### PROBLEMS AND TASKS
a) In the Tour de France post, rewrite everything from "Perception and Reality." down to "December. Not shocking.", swapping "doping" for "drug use".
b) Write the next part of the post about Froome and the police officer at the Tour de France, picking up after its final sentence.

### TEXT FOR ANALYSIS
▼
Perception and Reality.

Uncategorized Aug 20, 2018

Geraint Thomas won the 2018 Tour de France, becoming the first Welshman to take the top prize. I stopped watching the Tour several years ago, for the most part, because of the doping scandals that continue to reappear and the wide disparity in the funding of the top one or two teams and everyone else. Chris Froome, last year’s winner and Sky teammate of this year’s winner, tested positive for excessively high amounts of the asthma drug salbutamol last December. Not shocking.

Outside my usual observation of competitive strategy and tactic, I took away one huge gleaming pearl on how the world works and it came in the most unusual and least expected ways while watching the Tour. In the middle of the week, Froome, the same knucklehead who has admitted to doping, was “wearing a dark gray rain jacket over his racing jersey and was yanked off his bike by a police officer who mistook him for a fan riding the course.” Brilliant.

The leader wears a yellow jersey for a reason. Riders don’t wear dark hoodies over their racing gear for a reason. This police officer is tasked with keeping the riders safe. When he saw what he suspected was a common citizen riding along in the race, he immediately yanked that person off his bike.
▲
### ENTRIES SUPPLIED
▼
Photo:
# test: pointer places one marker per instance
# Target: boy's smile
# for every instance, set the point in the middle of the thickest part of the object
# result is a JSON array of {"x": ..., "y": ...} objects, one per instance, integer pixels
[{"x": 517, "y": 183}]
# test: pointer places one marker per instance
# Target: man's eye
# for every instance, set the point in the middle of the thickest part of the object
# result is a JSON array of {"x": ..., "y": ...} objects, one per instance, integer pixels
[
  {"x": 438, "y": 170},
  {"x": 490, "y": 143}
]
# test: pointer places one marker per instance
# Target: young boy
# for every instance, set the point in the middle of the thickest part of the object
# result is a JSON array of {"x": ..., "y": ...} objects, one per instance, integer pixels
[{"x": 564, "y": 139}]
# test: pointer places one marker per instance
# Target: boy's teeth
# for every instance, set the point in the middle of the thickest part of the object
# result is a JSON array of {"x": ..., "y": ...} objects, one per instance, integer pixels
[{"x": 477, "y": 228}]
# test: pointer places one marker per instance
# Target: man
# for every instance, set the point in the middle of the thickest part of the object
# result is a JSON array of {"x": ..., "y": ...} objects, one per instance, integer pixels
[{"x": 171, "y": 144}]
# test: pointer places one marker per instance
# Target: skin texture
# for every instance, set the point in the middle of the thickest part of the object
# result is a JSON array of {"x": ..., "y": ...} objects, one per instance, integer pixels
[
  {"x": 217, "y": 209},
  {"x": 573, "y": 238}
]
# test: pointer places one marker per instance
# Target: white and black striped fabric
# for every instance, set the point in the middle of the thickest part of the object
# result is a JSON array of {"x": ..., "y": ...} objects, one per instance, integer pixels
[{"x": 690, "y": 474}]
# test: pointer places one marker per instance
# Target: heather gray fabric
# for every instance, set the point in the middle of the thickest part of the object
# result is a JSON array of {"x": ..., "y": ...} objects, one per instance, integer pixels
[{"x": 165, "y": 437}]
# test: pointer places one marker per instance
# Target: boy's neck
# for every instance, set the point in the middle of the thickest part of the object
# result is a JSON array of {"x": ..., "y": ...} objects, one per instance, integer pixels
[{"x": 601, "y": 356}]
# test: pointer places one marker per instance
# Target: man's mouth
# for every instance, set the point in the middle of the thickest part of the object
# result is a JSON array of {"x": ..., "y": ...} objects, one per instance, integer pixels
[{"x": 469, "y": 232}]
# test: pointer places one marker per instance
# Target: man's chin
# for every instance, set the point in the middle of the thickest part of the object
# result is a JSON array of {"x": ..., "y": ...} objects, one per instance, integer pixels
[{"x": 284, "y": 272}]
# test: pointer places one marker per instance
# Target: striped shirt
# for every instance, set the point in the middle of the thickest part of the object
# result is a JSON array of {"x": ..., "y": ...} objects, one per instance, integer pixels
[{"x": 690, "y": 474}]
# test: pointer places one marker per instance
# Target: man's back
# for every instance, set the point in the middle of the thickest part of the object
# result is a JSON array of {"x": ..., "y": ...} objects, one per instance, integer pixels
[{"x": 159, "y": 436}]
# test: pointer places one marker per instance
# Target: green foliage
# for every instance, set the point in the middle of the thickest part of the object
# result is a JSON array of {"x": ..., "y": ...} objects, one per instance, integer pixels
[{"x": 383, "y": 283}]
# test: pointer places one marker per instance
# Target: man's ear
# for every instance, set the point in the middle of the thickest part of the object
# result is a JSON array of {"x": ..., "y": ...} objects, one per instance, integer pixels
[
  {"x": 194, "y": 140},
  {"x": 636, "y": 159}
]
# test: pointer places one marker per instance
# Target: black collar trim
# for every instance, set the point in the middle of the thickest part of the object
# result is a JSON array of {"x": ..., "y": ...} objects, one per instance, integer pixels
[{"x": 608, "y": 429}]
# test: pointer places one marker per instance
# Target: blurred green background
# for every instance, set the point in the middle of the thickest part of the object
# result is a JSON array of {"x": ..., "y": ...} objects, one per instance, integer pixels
▲
### RESULTS OF THE TASKS
a)
Perception and Reality.

Uncategorized Aug 20, 2018

Geraint Thomas won the 2018 Tour de France, becoming the first Welshman to take the top prize. I stopped watching the Tour several years ago, for the most part, because of the drug use scandals that continue to reappear and the wide disparity in the funding of the top one or two teams and everyone else. Chris Froome, last year’s winner and Sky teammate of this year’s winner, tested positive for excessively high amounts of the asthma drug salbutamol last December. Not shocking.

b)
Think about the profundity of this incident. A garment is all it took. One minute you’re the defending champion of the Tour de France. The next minute, you’re confused as someone breaking the law, riding in a race where you shouldn’t be riding and a police officer tackles you to the ground.

Your mind should instantly leap to how you and your practice are relentlessly judged by new patients, referring doctors, colleagues and community leaders. In how you dress, speak, market and decorate your office, are you wearing a gray rain jacket over your racing gear?

It’s not fair, but it’s how the world operates.

You’re being judged and assumptions are being made about your clinical skills based not on the patient’s final occlusion but on the cleanliness of your restrooms. Your team is being judged about their sincerity, friendliness, education and apathy based not on reality but on the mere appearance of their uniforms.

I once overhead a James Beard Award-Winning Chef explained to a group of young aspiring chefs, “You’ll never be really great in this profession until you’re obsessed with clean restrooms.” The students looked at her in confusion. They wanted to hear about the latest sous-vide cooking techniques, not some boring advice about janitorial services.

No one got the point, but I chuckled out loud. She was exactly right. Of course her meals are faultless. Of course she knows how to prepare insanely-tasty food. But that’s just the start. Her tables and floors are also spotless and the restrooms are always impeccably clean. She was trying to teach these young chefs if they want to be great, they have to find all the “gray rain jackets” and get rid of them. You can be an amazing chef, but to be a James Beard Award Winner, you had to really love and embrace all aspects of delighting the customer, including how clean the restrooms are.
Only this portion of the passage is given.